- _Text shown_
---+---

What Is filter()?
filter() selects elements that pass a test (return True).
Without filter() (the old way):
numbers = [1, 2, 3, 4, 5, 6, 7, 8, 9, 10]
even = []
for num in numbers:
if num % 2 == 0:
even.append(num)
print(even) # [2, 4, 6, 8, 10]
With filter() (elegant!):
numbers = [1, 2, 3, 4, 5, 6, 7, 8, 9, 10]
even = list(filter(lambda x: x % 2 == 0, numbers))
print(even) # [2, 4, 6, 8, 10]
One line instead of a loop! 🚀
filter() Syntax
filter(predicate_function, iterable)
Parameters:
- predicate_function — must return True/False
- iterable — list, tuple, string, etc.
Returns: A filter object (convert it to a list)
result = filter(func, data) # filter object
result_list = list(filter(func, data)) # list
Basic Examples
1. Even numbers
numbers = [1, 2, 3, 4, 5, 6, 7, 8, 9, 10]
even = list(filter(lambda x: x % 2 == 0, numbers))
print(even) # [2, 4, 6, 8, 10]
2. Odd numbers
numbers = [1, 2, 3, 4, 5, 6, 7, 8, 9, 10]
odd = list(filter(lambda x: x % 2 != 0, numbers))
print(odd) # [1, 3, 5, 7, 9]
3. Above a threshold
numbers = [5, 12, 3, 18, 25, 7]
above_10 = list(filter(lambda x: x > 10, numbers))
print(above_10) # [12, 18, 25]
4. With a regular function
def is_positive(x):
return x > 0
numbers = [-5, 2, -3, 8, 0, -1, 10]
positive = list(filter(is_positive, numbers))
print(positive) # [2, 8, 10]
filter() with Strings
Filter by length
words = ["cat", "elephant", "mouse", "lion", "kangaroo"]
# Words longer than 4 characters
long_words = list(filter(lambda w: len(w) > 4, words))
print(long_words) # ['elephant', 'mouse', 'kangaroo']
# Short words
short_words = list(filter(lambda w: len(w) <= 4, words))
print(short_words) # ['cat', 'lion']
Filter by content
words = ["python", "javascript", "go", "java", "typescript"]
# Contain "script"

---+---

- _Problem 1_
Reproduce the stretch of the filter() tutorial from "print(above_10) # [12, 18, 25]" through "positive = list(filter(is_positive, numbers))" word for word.

---+---

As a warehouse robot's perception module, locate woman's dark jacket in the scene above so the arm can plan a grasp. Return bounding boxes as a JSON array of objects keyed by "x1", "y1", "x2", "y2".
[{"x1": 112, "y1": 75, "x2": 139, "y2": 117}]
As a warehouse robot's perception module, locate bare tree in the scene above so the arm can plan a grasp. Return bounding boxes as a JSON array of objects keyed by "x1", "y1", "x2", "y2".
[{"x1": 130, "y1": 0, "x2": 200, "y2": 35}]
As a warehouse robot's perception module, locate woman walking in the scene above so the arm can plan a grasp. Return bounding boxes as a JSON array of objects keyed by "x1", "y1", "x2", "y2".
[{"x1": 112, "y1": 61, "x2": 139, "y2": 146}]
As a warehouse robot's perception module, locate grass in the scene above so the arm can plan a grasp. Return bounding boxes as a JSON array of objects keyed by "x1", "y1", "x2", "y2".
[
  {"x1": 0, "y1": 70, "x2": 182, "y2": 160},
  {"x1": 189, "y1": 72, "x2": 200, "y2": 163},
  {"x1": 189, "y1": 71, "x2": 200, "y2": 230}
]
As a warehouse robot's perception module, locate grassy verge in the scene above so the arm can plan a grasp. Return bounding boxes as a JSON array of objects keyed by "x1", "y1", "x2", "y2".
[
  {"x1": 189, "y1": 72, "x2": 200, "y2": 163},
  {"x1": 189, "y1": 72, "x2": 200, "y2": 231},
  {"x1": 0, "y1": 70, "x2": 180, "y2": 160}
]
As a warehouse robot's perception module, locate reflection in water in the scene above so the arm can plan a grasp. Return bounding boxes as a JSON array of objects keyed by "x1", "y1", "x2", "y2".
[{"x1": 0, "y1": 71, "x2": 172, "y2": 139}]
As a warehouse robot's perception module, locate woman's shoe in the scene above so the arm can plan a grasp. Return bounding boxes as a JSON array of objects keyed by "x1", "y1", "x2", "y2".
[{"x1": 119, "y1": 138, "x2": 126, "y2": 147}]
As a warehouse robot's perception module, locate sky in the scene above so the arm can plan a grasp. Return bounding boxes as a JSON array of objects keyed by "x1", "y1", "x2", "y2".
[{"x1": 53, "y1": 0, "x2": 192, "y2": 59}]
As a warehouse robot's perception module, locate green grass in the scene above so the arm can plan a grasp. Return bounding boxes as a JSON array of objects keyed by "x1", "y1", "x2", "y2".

---+---

- _Problem 2_
Rewrite the stretch of the records from the line containing "As a warehouse robot's perception module, locate bare" through the last line of the records, both ends included, leaving the requests unchanged but multiplying every bounding-box coordinate in the answers by 0.45 and rounding to whole numbers, with halves rounded up. Output only those lines.

- _Exercise result 1_
print(above_10) # [12, 18, 25]
4. With a regular function
def is_positive(x):
return x > 0
numbers = [-5, 2, -3, 8, 0, -1, 10]
positive = list(filter(is_positive, numbers))

- _Exercise result 2_
As a warehouse robot's perception module, locate bare tree in the scene above so the arm can plan a grasp. Return bounding boxes as a JSON array of objects keyed by "x1", "y1", "x2", "y2".
[{"x1": 59, "y1": 0, "x2": 90, "y2": 16}]
As a warehouse robot's perception module, locate woman walking in the scene above so the arm can plan a grasp. Return bounding boxes as a JSON array of objects keyed by "x1", "y1", "x2", "y2".
[{"x1": 50, "y1": 27, "x2": 63, "y2": 66}]
As a warehouse robot's perception module, locate grass in the scene above so the arm can plan a grasp. Return bounding boxes as a JSON array of objects keyed by "x1", "y1", "x2", "y2".
[
  {"x1": 0, "y1": 32, "x2": 82, "y2": 72},
  {"x1": 85, "y1": 32, "x2": 90, "y2": 73},
  {"x1": 85, "y1": 32, "x2": 90, "y2": 104}
]
As a warehouse robot's perception module, locate grassy verge in the scene above so the arm can plan a grasp. Return bounding boxes as a JSON array of objects keyed by "x1", "y1", "x2", "y2".
[
  {"x1": 85, "y1": 32, "x2": 90, "y2": 73},
  {"x1": 85, "y1": 32, "x2": 90, "y2": 104},
  {"x1": 0, "y1": 32, "x2": 81, "y2": 72}
]
As a warehouse robot's perception module, locate reflection in water in the scene above so the arm can plan a grasp. Return bounding boxes as a JSON array of objects keyed by "x1", "y1", "x2", "y2".
[{"x1": 0, "y1": 32, "x2": 77, "y2": 63}]
As a warehouse robot's perception module, locate woman's shoe in the scene above so the arm can plan a grasp. Return bounding boxes as a JSON array of objects keyed by "x1", "y1", "x2", "y2".
[{"x1": 54, "y1": 62, "x2": 57, "y2": 66}]
As a warehouse robot's perception module, locate sky in the scene above so the arm can plan a grasp. Return bounding boxes as a JSON array of objects keyed by "x1", "y1", "x2", "y2".
[{"x1": 24, "y1": 0, "x2": 86, "y2": 27}]
As a warehouse robot's perception module, locate green grass in the scene above so the arm can plan a grasp. Return bounding boxes as a JSON array of objects keyed by "x1", "y1", "x2", "y2".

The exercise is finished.